[[ DATA FOR THE TASK open ]]

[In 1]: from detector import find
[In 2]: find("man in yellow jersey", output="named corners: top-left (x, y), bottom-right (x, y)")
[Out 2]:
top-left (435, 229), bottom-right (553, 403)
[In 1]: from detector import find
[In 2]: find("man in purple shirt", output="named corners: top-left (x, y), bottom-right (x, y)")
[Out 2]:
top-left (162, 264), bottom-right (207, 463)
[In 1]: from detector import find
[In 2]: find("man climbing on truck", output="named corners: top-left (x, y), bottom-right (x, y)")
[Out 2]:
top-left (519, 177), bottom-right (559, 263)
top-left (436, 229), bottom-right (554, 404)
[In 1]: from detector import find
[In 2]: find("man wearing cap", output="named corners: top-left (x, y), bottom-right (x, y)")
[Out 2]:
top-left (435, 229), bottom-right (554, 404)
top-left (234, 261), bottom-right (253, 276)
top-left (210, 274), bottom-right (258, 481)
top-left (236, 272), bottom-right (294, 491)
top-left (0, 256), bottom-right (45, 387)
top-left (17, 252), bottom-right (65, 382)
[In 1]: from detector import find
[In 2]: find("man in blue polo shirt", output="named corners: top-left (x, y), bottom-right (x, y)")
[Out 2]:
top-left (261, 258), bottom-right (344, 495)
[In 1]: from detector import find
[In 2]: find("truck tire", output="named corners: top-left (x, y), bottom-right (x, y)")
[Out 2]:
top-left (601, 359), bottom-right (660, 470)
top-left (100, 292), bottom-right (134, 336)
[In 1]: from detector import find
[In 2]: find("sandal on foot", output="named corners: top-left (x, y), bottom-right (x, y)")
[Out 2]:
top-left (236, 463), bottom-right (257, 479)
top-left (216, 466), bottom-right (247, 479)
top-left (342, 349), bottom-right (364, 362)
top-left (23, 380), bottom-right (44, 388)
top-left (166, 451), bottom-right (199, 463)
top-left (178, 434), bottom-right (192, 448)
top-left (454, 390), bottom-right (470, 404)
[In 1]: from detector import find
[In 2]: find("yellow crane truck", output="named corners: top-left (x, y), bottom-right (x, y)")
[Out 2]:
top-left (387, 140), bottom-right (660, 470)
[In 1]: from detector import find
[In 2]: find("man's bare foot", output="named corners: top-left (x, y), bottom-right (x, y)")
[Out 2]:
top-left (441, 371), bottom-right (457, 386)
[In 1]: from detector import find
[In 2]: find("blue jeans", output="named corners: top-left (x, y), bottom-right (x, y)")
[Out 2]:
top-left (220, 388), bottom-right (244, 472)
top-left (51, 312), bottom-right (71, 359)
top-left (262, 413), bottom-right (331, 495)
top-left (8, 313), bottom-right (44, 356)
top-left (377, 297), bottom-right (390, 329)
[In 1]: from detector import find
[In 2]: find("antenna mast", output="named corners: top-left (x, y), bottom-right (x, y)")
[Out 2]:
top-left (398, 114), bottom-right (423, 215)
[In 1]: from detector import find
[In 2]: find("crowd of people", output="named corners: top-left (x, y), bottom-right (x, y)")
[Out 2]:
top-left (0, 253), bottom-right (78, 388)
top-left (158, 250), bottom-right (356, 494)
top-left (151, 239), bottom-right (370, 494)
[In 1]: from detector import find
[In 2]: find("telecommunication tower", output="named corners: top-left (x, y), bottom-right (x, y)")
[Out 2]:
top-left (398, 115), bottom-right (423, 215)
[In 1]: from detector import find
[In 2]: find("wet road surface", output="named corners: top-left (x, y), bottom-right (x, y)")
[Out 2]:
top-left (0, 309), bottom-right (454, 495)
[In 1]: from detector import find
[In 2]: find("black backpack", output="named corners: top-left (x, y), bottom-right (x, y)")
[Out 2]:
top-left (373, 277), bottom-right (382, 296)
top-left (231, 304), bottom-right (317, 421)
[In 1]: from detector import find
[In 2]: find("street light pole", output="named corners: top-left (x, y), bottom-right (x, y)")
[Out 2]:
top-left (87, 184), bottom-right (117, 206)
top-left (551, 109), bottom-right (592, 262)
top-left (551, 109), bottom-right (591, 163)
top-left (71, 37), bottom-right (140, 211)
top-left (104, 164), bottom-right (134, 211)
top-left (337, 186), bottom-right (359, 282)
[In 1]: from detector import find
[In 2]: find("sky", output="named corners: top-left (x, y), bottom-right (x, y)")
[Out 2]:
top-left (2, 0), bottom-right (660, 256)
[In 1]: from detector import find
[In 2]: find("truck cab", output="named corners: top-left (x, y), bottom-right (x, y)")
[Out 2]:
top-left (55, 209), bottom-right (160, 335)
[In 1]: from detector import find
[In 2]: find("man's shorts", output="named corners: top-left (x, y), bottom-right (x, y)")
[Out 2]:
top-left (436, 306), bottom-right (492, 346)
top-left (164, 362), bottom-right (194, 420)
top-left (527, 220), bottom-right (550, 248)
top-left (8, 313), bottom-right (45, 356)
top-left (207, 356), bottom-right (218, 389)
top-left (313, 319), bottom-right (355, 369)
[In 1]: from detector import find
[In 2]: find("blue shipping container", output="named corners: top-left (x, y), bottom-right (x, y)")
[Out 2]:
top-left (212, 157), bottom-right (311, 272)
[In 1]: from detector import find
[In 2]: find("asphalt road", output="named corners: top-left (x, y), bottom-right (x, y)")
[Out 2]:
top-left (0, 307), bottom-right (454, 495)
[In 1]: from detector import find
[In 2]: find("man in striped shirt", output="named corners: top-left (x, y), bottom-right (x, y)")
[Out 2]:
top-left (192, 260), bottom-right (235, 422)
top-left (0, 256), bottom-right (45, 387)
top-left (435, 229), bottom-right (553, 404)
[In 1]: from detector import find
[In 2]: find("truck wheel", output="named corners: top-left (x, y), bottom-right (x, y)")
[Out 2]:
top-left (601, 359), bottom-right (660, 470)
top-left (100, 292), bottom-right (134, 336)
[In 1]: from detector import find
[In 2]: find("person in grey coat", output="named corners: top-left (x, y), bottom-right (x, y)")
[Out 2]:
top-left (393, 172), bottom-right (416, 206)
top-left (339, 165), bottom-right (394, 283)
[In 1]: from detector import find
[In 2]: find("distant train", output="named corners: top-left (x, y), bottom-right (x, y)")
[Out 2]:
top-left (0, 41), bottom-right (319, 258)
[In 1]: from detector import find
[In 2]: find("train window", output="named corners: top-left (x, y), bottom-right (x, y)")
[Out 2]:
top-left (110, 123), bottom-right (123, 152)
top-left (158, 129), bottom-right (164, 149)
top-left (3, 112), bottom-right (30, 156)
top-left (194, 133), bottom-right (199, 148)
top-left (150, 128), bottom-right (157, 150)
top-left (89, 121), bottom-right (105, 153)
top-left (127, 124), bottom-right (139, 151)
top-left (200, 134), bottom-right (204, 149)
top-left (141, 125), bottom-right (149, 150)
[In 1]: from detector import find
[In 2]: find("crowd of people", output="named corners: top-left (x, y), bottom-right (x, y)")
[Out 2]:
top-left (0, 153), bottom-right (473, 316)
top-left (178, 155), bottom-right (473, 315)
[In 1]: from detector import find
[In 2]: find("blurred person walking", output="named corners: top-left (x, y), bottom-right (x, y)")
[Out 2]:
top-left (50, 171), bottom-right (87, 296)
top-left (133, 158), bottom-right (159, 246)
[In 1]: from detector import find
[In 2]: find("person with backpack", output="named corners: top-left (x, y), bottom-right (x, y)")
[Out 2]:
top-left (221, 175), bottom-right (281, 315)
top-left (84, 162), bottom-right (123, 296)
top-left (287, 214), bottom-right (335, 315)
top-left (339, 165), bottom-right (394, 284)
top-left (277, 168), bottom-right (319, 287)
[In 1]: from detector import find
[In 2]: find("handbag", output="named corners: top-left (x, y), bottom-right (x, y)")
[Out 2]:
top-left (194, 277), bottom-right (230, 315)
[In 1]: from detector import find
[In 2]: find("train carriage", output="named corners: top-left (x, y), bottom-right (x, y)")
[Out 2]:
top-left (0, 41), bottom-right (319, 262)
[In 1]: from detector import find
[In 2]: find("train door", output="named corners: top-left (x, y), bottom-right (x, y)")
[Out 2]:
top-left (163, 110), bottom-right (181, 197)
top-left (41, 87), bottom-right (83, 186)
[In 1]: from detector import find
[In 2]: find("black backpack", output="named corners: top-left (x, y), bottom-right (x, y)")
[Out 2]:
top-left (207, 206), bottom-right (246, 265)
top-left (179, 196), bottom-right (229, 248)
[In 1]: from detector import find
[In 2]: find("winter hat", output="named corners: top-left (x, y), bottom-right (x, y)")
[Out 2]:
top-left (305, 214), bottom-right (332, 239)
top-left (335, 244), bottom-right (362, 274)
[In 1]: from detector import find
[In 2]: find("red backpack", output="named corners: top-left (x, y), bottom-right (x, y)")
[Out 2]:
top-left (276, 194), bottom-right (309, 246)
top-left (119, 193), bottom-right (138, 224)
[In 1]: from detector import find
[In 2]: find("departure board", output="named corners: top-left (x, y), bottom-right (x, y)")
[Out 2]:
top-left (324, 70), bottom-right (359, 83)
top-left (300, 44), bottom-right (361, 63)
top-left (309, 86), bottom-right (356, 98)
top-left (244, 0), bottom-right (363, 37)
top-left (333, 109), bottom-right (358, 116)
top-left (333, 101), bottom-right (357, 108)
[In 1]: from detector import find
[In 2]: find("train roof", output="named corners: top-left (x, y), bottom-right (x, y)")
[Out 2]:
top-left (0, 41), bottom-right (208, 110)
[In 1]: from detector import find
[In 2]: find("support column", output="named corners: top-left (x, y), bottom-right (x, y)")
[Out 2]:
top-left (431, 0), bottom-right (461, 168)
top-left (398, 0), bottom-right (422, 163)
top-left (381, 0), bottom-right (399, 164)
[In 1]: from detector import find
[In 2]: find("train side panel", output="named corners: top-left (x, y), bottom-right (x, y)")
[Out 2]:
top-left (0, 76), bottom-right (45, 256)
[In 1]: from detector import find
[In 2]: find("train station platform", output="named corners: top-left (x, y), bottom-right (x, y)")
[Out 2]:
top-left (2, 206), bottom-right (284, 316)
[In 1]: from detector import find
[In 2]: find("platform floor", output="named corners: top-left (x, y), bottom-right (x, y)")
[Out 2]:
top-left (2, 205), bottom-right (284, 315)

[[ DATA FOR THE TASK closed ]]

**REQUIREMENT**
Note each line above that holds "train", then copy all of them.

**ANSWER SECTION**
[In 2]: find("distant train", output="named corners: top-left (x, y), bottom-right (x, y)")
[In 2]: find("train window", output="named corners: top-left (x, y), bottom-right (x, y)")
[In 2]: find("train carriage", output="named corners: top-left (x, y), bottom-right (x, y)")
[In 2]: find("train door", output="named corners: top-left (x, y), bottom-right (x, y)")
[In 2]: find("train roof", output="named corners: top-left (x, y), bottom-right (x, y)")
[In 2]: find("train side panel", output="named corners: top-left (x, y), bottom-right (x, y)")
[In 2]: find("train station platform", output="named corners: top-left (x, y), bottom-right (x, y)")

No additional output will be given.